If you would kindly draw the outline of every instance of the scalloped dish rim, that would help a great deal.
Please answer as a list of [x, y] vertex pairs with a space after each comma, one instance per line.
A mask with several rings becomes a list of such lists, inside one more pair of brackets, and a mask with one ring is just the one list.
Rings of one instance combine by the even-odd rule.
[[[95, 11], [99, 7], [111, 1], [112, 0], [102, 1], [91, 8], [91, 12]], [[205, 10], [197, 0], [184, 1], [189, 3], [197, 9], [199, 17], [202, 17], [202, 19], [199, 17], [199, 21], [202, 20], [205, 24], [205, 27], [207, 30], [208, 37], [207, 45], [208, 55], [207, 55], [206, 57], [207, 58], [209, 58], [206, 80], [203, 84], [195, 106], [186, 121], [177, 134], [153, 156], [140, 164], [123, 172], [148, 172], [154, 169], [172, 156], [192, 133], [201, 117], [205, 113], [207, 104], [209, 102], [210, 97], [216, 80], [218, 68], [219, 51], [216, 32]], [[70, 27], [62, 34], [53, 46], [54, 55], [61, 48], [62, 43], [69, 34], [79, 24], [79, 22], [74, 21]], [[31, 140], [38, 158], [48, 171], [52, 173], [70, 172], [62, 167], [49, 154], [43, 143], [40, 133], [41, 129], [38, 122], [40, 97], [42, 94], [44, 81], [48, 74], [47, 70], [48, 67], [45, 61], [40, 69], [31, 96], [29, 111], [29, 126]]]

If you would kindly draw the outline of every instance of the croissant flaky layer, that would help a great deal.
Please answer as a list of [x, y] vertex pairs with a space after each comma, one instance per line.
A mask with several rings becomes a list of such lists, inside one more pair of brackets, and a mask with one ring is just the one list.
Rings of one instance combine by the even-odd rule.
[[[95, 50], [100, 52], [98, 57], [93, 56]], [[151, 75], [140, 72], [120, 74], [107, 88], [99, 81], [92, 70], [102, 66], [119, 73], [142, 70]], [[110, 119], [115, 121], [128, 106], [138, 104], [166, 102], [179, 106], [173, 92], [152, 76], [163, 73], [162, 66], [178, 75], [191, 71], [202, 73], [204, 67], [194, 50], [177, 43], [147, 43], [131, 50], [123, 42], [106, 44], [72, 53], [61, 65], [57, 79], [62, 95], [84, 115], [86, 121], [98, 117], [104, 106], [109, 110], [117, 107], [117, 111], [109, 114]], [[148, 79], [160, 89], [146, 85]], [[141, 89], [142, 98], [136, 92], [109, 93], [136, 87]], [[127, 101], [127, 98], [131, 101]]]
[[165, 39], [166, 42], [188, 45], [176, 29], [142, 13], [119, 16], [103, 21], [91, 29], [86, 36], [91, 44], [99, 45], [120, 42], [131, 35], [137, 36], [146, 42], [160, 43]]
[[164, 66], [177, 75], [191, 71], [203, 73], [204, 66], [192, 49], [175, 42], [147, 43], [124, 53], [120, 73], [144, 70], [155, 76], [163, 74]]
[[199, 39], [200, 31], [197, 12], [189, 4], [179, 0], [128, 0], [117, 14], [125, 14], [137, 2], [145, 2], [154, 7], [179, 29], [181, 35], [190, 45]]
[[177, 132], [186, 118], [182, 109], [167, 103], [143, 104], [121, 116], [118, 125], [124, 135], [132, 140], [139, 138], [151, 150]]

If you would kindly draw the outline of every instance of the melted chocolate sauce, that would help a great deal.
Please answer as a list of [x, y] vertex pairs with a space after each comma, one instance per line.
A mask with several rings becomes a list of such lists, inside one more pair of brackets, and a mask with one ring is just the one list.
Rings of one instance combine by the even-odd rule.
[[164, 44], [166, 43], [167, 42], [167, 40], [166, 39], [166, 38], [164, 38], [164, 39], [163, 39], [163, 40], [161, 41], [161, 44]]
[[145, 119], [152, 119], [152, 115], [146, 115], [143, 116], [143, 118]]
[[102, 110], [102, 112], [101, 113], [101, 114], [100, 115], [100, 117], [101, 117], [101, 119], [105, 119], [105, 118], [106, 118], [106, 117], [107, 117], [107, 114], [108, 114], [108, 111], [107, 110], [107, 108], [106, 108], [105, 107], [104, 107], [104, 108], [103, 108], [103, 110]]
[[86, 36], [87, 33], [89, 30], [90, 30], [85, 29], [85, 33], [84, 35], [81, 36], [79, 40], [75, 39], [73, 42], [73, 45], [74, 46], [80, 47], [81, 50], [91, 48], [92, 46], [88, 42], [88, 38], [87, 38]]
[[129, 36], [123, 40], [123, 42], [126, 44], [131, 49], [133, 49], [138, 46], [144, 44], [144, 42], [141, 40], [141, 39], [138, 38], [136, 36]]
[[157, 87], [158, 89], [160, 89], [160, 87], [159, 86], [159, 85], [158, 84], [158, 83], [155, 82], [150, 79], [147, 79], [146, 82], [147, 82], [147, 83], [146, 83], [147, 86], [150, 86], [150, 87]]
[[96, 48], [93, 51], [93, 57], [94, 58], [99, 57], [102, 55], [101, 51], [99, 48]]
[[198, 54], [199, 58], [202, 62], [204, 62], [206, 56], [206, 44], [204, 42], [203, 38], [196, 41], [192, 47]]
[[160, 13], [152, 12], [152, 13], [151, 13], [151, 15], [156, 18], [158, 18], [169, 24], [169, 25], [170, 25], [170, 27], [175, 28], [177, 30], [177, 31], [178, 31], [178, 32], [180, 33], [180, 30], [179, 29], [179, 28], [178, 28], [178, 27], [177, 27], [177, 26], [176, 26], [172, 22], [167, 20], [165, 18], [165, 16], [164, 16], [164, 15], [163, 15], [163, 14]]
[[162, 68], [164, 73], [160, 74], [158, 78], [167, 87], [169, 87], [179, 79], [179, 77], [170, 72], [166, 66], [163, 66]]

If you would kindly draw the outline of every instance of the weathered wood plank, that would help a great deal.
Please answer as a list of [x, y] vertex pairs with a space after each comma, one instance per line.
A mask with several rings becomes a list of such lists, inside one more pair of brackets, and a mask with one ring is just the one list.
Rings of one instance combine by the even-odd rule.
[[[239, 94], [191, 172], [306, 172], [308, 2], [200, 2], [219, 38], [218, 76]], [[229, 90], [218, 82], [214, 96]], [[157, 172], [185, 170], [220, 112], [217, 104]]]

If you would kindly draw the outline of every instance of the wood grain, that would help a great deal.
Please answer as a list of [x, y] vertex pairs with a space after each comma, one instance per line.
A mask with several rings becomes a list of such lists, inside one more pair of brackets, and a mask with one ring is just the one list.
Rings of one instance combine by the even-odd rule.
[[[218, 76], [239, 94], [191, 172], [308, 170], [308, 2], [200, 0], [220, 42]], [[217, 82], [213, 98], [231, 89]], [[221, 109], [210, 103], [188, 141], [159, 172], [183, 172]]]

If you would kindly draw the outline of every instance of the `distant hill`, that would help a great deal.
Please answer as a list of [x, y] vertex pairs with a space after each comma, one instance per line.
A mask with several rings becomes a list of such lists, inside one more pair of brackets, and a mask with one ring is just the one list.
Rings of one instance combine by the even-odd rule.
......
Polecenie>
Zredaguj fragment, zaczynając od wiersza z „layer, that would help a great deal.” i kończąc na wierszu z „98], [131, 101]]]”: zamień w nim „flaky layer” na „golden crust”, a resztę pozostaw bez zmian. Podaj wyłącznie te wiersze.

Wynik ćwiczenia>
If you would kindly draw the outline of every instance of the croissant golden crust, that would help a great deal.
Please answer as a list of [x, y] vertex pairs with a space after each comma, one instance per line.
A mask with several rings becomes a list of such lists, inside one more pair of brackets, and a mask with one ring is just the one list.
Rings of one instance combine by the even-odd rule.
[[[95, 50], [100, 52], [98, 57], [93, 56]], [[151, 75], [140, 72], [120, 74], [107, 88], [99, 81], [92, 70], [102, 66], [119, 73], [142, 70]], [[110, 119], [115, 121], [128, 106], [138, 104], [166, 102], [179, 106], [173, 92], [152, 76], [163, 73], [162, 66], [178, 75], [191, 71], [202, 73], [204, 67], [194, 50], [177, 43], [147, 43], [131, 50], [123, 42], [106, 44], [72, 53], [61, 65], [57, 79], [62, 95], [84, 115], [86, 121], [98, 117], [104, 106], [109, 110], [117, 107], [117, 111], [109, 114]], [[148, 79], [160, 89], [146, 85]], [[141, 89], [142, 98], [136, 92], [109, 93], [136, 87]], [[127, 101], [127, 98], [131, 101]]]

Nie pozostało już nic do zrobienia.